═══ Dataset excerpts ═══
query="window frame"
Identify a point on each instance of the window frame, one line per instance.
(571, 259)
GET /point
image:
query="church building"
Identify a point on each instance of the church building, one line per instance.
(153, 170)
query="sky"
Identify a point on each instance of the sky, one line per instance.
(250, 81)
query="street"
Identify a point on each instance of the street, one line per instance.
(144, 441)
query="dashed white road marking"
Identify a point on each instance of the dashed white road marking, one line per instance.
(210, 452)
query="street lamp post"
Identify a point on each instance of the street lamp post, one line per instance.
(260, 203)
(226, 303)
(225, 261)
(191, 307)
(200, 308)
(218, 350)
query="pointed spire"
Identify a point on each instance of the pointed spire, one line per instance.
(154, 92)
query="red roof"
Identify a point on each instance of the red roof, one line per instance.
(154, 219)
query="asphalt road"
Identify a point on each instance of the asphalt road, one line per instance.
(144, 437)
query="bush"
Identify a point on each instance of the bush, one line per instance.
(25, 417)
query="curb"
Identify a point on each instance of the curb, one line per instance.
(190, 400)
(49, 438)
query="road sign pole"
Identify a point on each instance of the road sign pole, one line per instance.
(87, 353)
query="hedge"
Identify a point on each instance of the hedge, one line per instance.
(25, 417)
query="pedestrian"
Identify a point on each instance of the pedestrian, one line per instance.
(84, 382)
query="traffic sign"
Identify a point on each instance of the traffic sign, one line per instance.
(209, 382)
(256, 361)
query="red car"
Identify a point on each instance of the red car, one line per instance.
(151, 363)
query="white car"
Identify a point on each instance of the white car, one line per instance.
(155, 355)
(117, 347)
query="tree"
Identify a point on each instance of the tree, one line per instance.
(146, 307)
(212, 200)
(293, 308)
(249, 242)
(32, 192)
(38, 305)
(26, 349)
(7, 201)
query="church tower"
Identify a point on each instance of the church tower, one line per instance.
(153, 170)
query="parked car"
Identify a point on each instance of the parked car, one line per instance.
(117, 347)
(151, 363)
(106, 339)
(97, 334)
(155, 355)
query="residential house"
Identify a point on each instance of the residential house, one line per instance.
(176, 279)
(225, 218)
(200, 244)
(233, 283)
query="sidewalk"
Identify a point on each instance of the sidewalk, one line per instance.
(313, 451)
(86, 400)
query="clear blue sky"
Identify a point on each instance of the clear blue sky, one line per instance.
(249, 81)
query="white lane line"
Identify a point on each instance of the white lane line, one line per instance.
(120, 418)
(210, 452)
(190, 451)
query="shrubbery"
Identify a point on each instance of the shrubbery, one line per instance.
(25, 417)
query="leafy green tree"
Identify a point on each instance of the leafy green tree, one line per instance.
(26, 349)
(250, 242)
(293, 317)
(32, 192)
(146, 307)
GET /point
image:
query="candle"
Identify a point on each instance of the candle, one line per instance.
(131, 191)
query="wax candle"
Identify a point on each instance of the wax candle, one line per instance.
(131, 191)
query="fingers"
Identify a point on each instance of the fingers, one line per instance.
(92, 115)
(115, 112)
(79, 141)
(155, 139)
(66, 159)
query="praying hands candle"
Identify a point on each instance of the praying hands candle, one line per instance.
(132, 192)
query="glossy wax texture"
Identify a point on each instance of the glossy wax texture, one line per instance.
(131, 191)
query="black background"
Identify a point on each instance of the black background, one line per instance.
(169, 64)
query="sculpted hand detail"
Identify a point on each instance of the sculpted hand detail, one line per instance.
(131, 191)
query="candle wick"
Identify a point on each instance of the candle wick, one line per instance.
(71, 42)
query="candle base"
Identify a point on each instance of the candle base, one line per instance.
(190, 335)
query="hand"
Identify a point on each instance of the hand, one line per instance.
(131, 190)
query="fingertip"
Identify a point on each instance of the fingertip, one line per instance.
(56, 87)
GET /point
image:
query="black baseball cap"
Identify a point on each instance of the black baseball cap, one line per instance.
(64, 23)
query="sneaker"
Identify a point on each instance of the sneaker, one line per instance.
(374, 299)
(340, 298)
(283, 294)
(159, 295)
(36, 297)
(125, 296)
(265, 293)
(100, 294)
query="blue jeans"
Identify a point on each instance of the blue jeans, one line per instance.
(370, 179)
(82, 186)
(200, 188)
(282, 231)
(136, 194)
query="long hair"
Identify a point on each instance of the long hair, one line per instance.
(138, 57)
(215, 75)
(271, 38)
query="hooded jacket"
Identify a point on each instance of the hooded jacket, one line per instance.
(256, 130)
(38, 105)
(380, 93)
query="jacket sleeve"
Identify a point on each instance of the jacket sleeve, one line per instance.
═══
## What to produce
Give an exact transcription of all the material.

## Task response
query="window frame"
Identify a point on each instance of the window frame, one line per instance.
(571, 259)
GET /point
image:
query="church building"
Identify a point on each instance of the church building, one line per instance.
(153, 170)
query="sky"
Identify a point on each instance of the sky, one line per instance.
(250, 81)
query="street"
Identify a point on each instance of the street, one line per instance.
(144, 441)
query="dashed white road marking"
Identify a point on each instance of the dashed white road marking, one line per instance.
(210, 452)
query="street lamp post"
Identify a point on each instance of the street lamp post, one line per instance.
(260, 203)
(226, 303)
(225, 261)
(191, 307)
(200, 308)
(218, 350)
query="pointed spire"
Identify a point on each instance of the pointed spire, one line per instance.
(154, 92)
query="red roof"
Identify a point on each instance of the red roof, one line per instance.
(154, 219)
query="asphalt road"
Identify a point on each instance of the asphalt road, one line per instance.
(144, 437)
query="bush"
Identify a point on each instance of the bush, one line per instance.
(25, 417)
query="curb"
Identify a point on each instance of the curb, one line per instance.
(190, 400)
(49, 438)
query="road sign pole"
Identify a point on each instance of the road sign pole, one line per instance.
(87, 353)
query="hedge"
Identify a point on each instance of the hedge, one line per instance.
(25, 417)
query="pedestrian"
Identify a point on each instance of the pedestrian, one line per instance.
(84, 382)
query="traffic sign"
Identify a point on each instance of the traffic sign, one line per instance.
(209, 382)
(256, 361)
query="red car"
Identify a point on each instance of the red car, one line per instance.
(151, 363)
query="white car"
Identify a point on each instance of the white car, one line per instance.
(155, 355)
(117, 347)
query="tree"
Identify a point on each instance of the tree, one line per instance.
(146, 307)
(212, 200)
(293, 308)
(249, 242)
(32, 192)
(38, 305)
(26, 349)
(7, 201)
query="church tower"
Identify a point on each instance of the church tower, one line per instance.
(153, 170)
query="parked car"
Identify a point on each instance of the parked car, one line per instance.
(117, 347)
(151, 363)
(106, 339)
(97, 334)
(155, 355)
query="residential house"
Identify a point on each instance of the residential house, one line per instance.
(176, 279)
(225, 218)
(200, 244)
(233, 283)
query="sidewalk"
Identify a point on each instance of the sidewalk, one line per instance.
(313, 451)
(86, 400)
query="clear blue sky"
Identify a point on each instance of the clear blue sky, one line per instance.
(249, 81)
query="white lane line"
Identify a point on each instance of the white lane line, one line per instance.
(120, 418)
(210, 452)
(190, 451)
query="shrubbery"
Identify a point on each instance of the shrubbery, one line per instance.
(25, 417)
query="leafy green tree"
Identify a point on each instance of the leafy green tree, one line per instance.
(26, 349)
(250, 242)
(293, 317)
(32, 192)
(146, 307)
GET /point
image:
query="candle"
Identify a point on each instance of the candle, one line per instance.
(131, 191)
query="wax candle"
Identify a point on each instance of the wax candle, one line per instance.
(131, 191)
query="fingers"
Identify a point on each instance of the fingers, one line per instance.
(92, 115)
(115, 112)
(79, 141)
(155, 139)
(66, 159)
query="praying hands candle"
Identify a point on each instance of the praying hands candle, one line per instance.
(132, 192)
query="glossy wax texture"
Identify a point on each instance of the glossy wax texture, one line per instance.
(131, 191)
query="black background"
Identify a point on each instance of the black background, one line per instance.
(169, 64)
query="sculpted hand detail"
Identify a point on each instance of the sculpted hand detail, one line per instance.
(131, 191)
query="candle wick"
Identify a point on each instance of the candle wick, one line per instance.
(71, 42)
query="candle base"
Identify a point on each instance of the candle base, one line per instance.
(190, 335)
query="hand"
Identify a point on each instance of the hand, one line per instance.
(131, 190)
query="fingertip"
Identify a point on each instance of the fingertip, one line per instance.
(56, 87)
GET /point
image:
query="black baseball cap"
Identify a point on each instance of the black baseball cap, one line per instance.
(64, 23)
query="sneaker"
Identify a point on each instance of the sneaker, one line per instance.
(374, 299)
(340, 298)
(283, 294)
(159, 295)
(36, 297)
(125, 296)
(265, 293)
(100, 294)
query="blue jeans"
Identify a point on each instance of the blue jeans, one line per instance.
(370, 179)
(82, 186)
(200, 188)
(282, 231)
(136, 194)
query="long hair"
Identify a point on each instance of the long hair, one line per instance.
(138, 57)
(215, 75)
(271, 38)
query="hooded jacket"
Identify a point on each instance of the hooded jacket, one line per instance.
(256, 130)
(38, 105)
(380, 93)
query="jacket sleeve"
Identify a point on each instance of the jacket sleeve, one line per instance.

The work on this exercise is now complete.